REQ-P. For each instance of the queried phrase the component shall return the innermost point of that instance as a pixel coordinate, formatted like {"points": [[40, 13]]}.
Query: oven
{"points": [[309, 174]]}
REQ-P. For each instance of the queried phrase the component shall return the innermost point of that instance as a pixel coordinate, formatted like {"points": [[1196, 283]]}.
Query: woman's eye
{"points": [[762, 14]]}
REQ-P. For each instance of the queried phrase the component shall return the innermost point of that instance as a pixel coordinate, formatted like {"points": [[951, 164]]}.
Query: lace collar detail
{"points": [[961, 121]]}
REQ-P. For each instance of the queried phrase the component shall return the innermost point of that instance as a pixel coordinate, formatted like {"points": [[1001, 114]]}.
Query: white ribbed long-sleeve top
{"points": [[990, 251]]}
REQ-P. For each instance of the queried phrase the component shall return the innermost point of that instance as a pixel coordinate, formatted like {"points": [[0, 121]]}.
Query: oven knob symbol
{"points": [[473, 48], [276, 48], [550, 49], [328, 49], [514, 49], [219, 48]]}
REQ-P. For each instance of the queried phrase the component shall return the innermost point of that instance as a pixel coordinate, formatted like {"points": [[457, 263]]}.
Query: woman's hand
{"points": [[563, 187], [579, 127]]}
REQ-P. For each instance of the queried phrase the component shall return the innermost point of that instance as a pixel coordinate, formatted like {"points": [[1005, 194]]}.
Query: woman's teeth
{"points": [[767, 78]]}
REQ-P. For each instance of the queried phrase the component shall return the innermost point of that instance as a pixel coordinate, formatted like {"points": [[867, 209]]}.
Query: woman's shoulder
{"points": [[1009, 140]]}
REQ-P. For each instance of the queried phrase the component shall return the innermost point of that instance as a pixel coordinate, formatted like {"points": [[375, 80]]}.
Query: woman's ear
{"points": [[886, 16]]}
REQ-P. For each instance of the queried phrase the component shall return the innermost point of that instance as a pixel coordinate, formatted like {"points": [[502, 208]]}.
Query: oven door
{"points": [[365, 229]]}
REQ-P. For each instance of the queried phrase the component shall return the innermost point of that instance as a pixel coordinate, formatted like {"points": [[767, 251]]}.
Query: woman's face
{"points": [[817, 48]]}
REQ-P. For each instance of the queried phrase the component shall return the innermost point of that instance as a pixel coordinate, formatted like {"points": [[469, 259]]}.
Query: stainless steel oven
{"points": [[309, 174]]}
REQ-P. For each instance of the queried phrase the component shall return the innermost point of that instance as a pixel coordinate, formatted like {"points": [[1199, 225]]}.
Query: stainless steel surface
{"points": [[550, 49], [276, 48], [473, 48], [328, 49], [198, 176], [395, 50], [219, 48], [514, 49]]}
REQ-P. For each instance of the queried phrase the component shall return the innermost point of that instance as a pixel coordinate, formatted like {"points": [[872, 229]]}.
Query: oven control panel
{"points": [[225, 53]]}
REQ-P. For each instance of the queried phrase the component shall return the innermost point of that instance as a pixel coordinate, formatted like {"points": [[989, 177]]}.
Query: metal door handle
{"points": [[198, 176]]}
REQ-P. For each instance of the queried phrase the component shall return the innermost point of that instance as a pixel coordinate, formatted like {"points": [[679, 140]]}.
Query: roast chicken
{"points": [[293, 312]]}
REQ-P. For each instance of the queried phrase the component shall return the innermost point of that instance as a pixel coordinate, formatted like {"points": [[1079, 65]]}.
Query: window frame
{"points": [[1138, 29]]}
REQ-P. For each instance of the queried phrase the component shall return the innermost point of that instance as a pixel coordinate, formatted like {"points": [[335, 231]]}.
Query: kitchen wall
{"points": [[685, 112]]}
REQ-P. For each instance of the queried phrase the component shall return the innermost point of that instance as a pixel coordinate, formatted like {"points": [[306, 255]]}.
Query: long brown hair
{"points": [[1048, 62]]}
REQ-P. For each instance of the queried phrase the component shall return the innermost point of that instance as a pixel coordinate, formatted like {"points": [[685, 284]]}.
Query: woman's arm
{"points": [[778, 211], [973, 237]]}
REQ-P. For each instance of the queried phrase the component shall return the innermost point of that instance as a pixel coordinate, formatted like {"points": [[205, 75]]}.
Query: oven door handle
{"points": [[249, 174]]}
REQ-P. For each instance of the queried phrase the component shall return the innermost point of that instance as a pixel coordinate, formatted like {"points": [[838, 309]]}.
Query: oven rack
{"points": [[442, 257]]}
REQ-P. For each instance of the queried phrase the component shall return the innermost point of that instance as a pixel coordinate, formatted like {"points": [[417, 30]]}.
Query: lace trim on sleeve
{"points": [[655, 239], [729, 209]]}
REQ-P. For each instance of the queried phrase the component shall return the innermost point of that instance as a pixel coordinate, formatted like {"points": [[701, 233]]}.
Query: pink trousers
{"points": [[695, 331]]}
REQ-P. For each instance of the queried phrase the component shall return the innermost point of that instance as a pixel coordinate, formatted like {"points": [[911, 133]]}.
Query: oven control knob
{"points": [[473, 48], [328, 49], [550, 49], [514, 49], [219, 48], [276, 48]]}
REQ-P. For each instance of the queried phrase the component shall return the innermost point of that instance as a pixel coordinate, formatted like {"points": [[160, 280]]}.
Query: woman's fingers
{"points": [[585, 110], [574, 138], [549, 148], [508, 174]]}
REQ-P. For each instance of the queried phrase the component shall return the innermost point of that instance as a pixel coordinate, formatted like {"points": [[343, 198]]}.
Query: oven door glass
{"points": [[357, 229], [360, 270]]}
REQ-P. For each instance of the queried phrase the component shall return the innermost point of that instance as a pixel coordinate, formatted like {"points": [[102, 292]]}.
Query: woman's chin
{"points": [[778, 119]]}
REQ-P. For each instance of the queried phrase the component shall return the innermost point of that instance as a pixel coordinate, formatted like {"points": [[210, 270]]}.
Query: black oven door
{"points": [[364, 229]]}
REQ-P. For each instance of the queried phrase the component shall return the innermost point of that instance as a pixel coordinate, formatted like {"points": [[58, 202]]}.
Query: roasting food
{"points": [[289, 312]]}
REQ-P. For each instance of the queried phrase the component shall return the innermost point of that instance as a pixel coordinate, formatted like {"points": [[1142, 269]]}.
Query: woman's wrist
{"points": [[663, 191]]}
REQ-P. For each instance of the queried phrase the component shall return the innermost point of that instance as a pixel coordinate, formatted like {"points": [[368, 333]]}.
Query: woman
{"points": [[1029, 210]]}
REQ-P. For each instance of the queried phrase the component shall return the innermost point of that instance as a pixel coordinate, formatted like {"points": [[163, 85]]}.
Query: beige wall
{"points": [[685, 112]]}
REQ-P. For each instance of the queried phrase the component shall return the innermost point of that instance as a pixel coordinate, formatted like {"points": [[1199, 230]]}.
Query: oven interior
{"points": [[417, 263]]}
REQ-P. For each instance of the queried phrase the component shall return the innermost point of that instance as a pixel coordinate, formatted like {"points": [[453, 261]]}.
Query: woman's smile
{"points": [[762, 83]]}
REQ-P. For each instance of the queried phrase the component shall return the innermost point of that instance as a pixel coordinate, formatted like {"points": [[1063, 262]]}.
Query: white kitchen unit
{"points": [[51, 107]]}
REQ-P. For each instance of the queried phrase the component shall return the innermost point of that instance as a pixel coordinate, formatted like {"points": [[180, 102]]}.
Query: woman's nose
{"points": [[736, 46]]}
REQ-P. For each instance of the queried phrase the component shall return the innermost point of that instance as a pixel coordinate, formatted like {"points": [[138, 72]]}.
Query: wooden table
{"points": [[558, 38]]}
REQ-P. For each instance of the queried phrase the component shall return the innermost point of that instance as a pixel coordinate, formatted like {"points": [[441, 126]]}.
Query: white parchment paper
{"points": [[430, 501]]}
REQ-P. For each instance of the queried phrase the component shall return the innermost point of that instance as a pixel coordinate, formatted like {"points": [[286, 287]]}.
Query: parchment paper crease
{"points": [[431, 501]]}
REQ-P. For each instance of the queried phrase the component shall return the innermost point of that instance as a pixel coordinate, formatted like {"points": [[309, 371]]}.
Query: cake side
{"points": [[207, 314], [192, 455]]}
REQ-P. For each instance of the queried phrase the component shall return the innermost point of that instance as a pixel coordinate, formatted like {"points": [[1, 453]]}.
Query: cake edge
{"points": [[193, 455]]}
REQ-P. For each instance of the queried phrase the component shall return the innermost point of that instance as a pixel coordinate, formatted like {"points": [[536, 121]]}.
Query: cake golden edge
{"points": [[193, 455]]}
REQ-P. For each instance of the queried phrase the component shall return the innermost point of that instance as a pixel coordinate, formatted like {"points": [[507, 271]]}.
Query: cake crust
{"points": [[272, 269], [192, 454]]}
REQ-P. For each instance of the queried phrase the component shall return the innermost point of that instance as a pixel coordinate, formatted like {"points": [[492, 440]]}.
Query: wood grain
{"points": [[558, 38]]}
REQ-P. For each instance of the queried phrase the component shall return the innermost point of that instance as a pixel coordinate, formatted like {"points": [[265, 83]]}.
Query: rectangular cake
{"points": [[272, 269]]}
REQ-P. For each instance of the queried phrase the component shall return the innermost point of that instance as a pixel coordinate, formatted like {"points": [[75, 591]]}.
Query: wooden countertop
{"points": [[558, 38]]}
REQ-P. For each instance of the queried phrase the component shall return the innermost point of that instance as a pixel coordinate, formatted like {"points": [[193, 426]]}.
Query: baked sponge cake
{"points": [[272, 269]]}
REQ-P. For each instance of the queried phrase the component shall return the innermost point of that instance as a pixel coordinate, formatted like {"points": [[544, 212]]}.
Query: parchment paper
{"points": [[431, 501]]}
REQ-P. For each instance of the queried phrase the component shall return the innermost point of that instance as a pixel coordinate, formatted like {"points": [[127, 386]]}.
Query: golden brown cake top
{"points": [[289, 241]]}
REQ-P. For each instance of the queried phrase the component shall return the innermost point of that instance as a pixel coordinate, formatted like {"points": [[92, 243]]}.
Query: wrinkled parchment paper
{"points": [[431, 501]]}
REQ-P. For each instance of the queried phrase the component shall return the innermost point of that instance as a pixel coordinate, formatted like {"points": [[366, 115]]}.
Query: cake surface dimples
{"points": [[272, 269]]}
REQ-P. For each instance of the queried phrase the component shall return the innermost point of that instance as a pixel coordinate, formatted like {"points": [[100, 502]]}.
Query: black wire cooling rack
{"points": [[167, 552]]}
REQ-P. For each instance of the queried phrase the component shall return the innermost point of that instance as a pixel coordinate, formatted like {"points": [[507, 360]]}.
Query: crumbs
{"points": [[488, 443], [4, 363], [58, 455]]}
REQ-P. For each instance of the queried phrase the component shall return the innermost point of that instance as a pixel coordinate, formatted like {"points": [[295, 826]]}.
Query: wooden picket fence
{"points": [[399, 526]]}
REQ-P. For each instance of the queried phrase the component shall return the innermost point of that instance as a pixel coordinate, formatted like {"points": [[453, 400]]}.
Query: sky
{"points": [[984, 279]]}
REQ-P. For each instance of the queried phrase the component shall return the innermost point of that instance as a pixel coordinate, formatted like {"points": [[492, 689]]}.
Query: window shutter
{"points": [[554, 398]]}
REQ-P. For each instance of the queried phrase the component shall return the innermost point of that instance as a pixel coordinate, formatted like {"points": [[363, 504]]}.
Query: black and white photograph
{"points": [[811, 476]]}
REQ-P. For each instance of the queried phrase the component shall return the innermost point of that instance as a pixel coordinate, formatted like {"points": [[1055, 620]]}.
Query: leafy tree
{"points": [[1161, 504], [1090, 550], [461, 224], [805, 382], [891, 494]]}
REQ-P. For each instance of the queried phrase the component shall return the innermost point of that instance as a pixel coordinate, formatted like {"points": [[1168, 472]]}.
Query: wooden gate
********
- SHORT TASK: Copy each line above in which the string "cake" appears. The match is case-sensitive.

- RESPONSE BELOW:
Query: cake side
Query: cake edge
Query: cake golden edge
Query: cake crust
Query: rectangular cake
Query: baked sponge cake
Query: golden brown cake top
Query: cake surface dimples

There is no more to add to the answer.